Prompt
Copy out every one of the records below word for word, omitting the pictures.

Provided material
---

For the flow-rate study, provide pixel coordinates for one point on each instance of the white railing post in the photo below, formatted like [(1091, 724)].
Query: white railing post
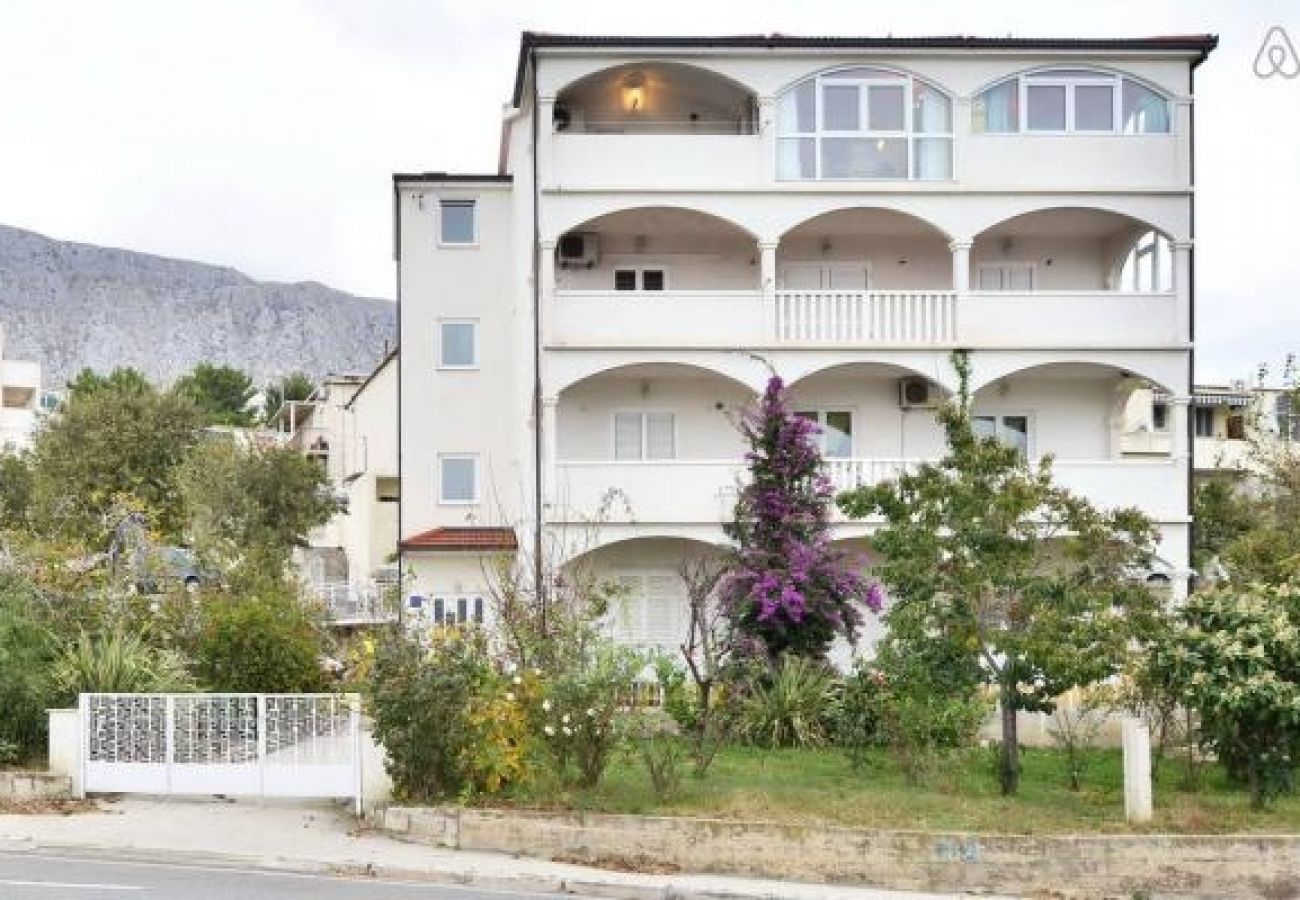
[(260, 700), (169, 738)]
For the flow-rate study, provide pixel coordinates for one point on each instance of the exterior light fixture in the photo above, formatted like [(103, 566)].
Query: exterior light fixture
[(635, 92)]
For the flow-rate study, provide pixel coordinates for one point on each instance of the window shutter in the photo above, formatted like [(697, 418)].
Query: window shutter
[(627, 436), (659, 436)]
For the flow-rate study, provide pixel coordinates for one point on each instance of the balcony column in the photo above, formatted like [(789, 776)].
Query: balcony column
[(961, 251), (1179, 427), (545, 137), (767, 268), (550, 471), (767, 133), (546, 275), (1182, 282)]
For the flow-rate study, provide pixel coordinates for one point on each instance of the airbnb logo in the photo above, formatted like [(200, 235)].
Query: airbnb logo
[(1277, 55)]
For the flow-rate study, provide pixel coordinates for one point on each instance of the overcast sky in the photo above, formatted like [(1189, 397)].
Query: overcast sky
[(261, 134)]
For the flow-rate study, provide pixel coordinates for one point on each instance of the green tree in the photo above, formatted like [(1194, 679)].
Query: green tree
[(984, 549), (1234, 658), (124, 379), (14, 489), (107, 449), (222, 393), (260, 636), (295, 386), (245, 498)]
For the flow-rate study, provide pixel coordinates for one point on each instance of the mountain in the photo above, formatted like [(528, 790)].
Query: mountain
[(72, 304)]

---

Result of this exercise
For the flow-rate study, provide pixel coordinates for one point on each instance of the white railing post in the photo below, formatted like [(1091, 724)].
Query: white railing post
[(260, 700), (169, 738)]
For the flow-rate study, provide pixel coordinates for one point on each instance of the exterior light fixture in the photo above, formatted like [(103, 566)].
Query: exterior light fixture
[(635, 92)]
For the flow-rate study, provide pixel coordinates for one point on each instance of the window shutter in the photo above, formatted like [(697, 418)].
Query: window shutter
[(627, 436), (659, 436)]
For the flow-rate study, provide pixel coordinates for one point on each instance of the balcony column in the photo above, formatted like [(789, 776)].
Query: balcony column
[(961, 251), (1179, 427), (545, 137), (767, 268), (550, 471), (767, 133), (546, 275), (1182, 282)]
For the flow-rate study, provide pixel coordinates for one point on each instance of the airbnb logo in the photo above, formatted like [(200, 235)].
Query: airbnb logo
[(1277, 55)]
For the flow-rate study, provide pixel coordinates for one point on each instance of the overcast sky in the photo above, formatted like [(1189, 397)].
Query: overcast sky
[(261, 134)]
For the flow-rate study, provide pixel coordinates for one point on each instance of the green tree in the photo above, formatted like [(1194, 679)].
Query: green tree
[(984, 549), (1234, 658), (124, 379), (14, 489), (107, 449), (222, 393), (260, 636), (295, 386), (245, 498)]
For the flow-rate study, provide pixel coordinates for one point on each instance of the mountain in the photo above, formatted like [(528, 790)].
Query: mountain
[(72, 304)]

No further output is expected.